▶ _Short task 1_
Answer these from the sharpening stone passage:
(a) What minimum soaking time do the Beston and Bester stones need?
(b) Which four stones make up the writer's own kit?
(c) What grit range can the Suehiro Rika cover?

:: Supplied passage

You've broken the world of knives into more discrete pieces than needed. You've come up with a million different types, but as far as most stones go, so far you're only talking about sharpening two different types of alloys: tough and soft; and strong (possibly tough) and hard.

Assuming you want to put together one water stone kit to sharpen all of your knives, a good way of looking at it is in terms of where you want to stop the sharpening/polishing process. In your case, you'll want a three or four stone kit, consisting of a coarse stone (for profile and repair); a medium/coarse stone (to draw the first burr); a medium/fine stone to draw a refined burr and polish out the medium/coarse stone; and possibly a fine stone to finish the polishing process for your harder knives.

Since soft knives won't hold a fine or ultra fine polish for long, there's no point in taking them beyond what they can hold.

The CKtG three stone kit is a good place to start. It has excellent coarse and medium/coarse stones; and the Suehiro Rika can act as both a medium/fine and a fine stone (3K - 5K); depending on how much you work its mud during the final polishing steps of sharpening.

The CKtG kit is not the only good set. You can do as well for the same money, or get better stones, or spend less money. I still haven't seen a set which does better for the same money. As you climb the price ladder you reach a point where the stones aren't really better or faster, they're just more convenient to use.

In the CKtG kit, the Beston and Bester both need extensive soaking (1 hour min), and the Rika needs a lot of flattening and wears quickly. Can you get stones which don't require the extra planning? Yes. But you'll spend more.

My own kit is slightly different. Like you I have some soft Euros (Forschner, carbon Sabatier) and some knives made out of stronger harder alloys (Japanese and American). I use a four stone kit with a 500, 1.2K, 3K and an 8K. The 3K level is a good one for the softer knives, and it's also a good bridge between the 1.2K and the 8K; while the 8K is as fine a stone as I want for any kitchen knife.

::::
:: Task data

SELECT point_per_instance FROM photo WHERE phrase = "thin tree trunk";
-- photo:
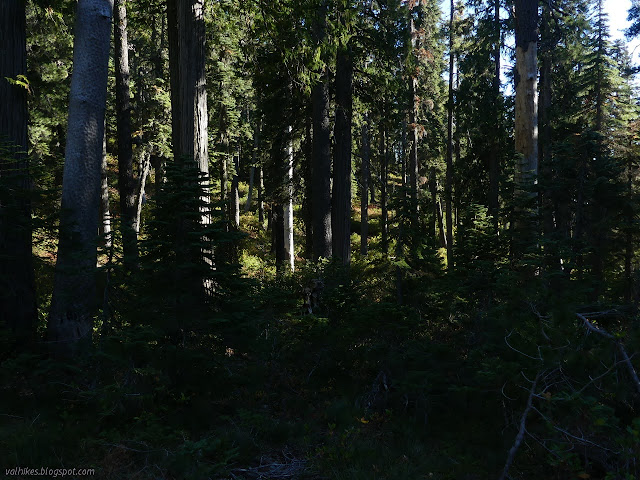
(414, 166)
(126, 180)
(384, 162)
(321, 187)
(364, 187)
(143, 168)
(17, 285)
(526, 108)
(261, 198)
(288, 207)
(494, 158)
(307, 209)
(449, 172)
(341, 208)
(105, 212)
(235, 194)
(73, 305)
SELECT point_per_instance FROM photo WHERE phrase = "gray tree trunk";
(17, 288)
(526, 86)
(126, 180)
(321, 186)
(341, 206)
(73, 305)
(105, 210)
(364, 187)
(449, 172)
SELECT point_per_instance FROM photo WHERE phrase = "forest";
(319, 239)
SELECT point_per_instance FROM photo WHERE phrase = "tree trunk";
(414, 166)
(288, 206)
(126, 180)
(384, 162)
(17, 285)
(261, 198)
(307, 209)
(73, 305)
(105, 211)
(235, 194)
(526, 81)
(341, 207)
(174, 74)
(321, 187)
(449, 172)
(494, 160)
(364, 187)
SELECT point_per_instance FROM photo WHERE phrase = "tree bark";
(105, 211)
(17, 285)
(126, 180)
(73, 305)
(288, 206)
(494, 158)
(341, 207)
(384, 163)
(321, 186)
(364, 187)
(449, 172)
(526, 108)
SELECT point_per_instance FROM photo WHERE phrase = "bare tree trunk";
(384, 162)
(105, 212)
(235, 195)
(321, 187)
(364, 187)
(260, 198)
(494, 158)
(307, 208)
(126, 180)
(341, 207)
(73, 305)
(288, 206)
(17, 285)
(449, 172)
(526, 81)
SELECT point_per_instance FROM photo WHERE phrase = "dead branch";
(625, 356)
(521, 432)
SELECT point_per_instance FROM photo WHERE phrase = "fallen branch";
(521, 431)
(625, 356)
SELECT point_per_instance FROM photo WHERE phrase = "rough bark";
(526, 103)
(17, 288)
(307, 209)
(321, 186)
(449, 172)
(494, 157)
(414, 166)
(126, 180)
(364, 187)
(73, 305)
(288, 206)
(384, 162)
(341, 207)
(105, 211)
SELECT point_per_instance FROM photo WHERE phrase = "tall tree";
(341, 206)
(526, 87)
(321, 186)
(126, 180)
(17, 289)
(73, 303)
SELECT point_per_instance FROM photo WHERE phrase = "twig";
(625, 356)
(521, 432)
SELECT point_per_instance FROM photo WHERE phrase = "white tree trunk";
(288, 209)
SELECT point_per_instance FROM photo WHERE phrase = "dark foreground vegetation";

::::

▶ _Short task 2_
Please list each line in the records that contains the word "tree". Case counts.

▶ _Reply 1_
(a) One hour minimum.
(b) A 500, a 1.2K, a 3K and an 8K.
(c) 3K to 5K, so it can act as both a medium/fine and a fine stone.

▶ _Reply 2_
SELECT point_per_instance FROM photo WHERE phrase = "thin tree trunk";
SELECT point_per_instance FROM photo WHERE phrase = "gray tree trunk";
SELECT point_per_instance FROM photo WHERE phrase = "tree trunk";
SELECT point_per_instance FROM photo WHERE phrase = "tree bark";
SELECT point_per_instance FROM photo WHERE phrase = "bare tree trunk";
SELECT point_per_instance FROM photo WHERE phrase = "tall tree";
SELECT point_per_instance FROM photo WHERE phrase = "white tree trunk";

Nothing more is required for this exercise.